Saved entries:
......
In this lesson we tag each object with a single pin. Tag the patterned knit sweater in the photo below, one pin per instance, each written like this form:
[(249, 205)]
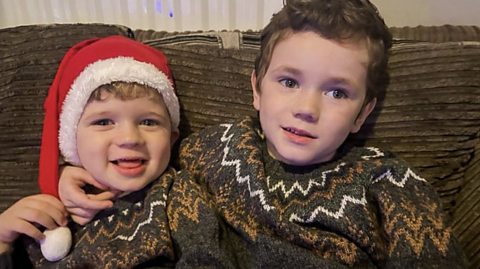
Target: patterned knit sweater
[(366, 208), (154, 227)]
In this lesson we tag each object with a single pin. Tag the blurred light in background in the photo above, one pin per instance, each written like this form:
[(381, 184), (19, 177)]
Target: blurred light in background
......
Go through the records above and return every line that holds the string "this".

Problem solution
In this lesson we tag each object with a single pin. Tag the patterned knit sweater in the photo below, one pin per instance, each written like this form:
In this lesson we tag each object with a single pin. Tag the blurred light in background in the photo above, one pin per instance, each written like this form:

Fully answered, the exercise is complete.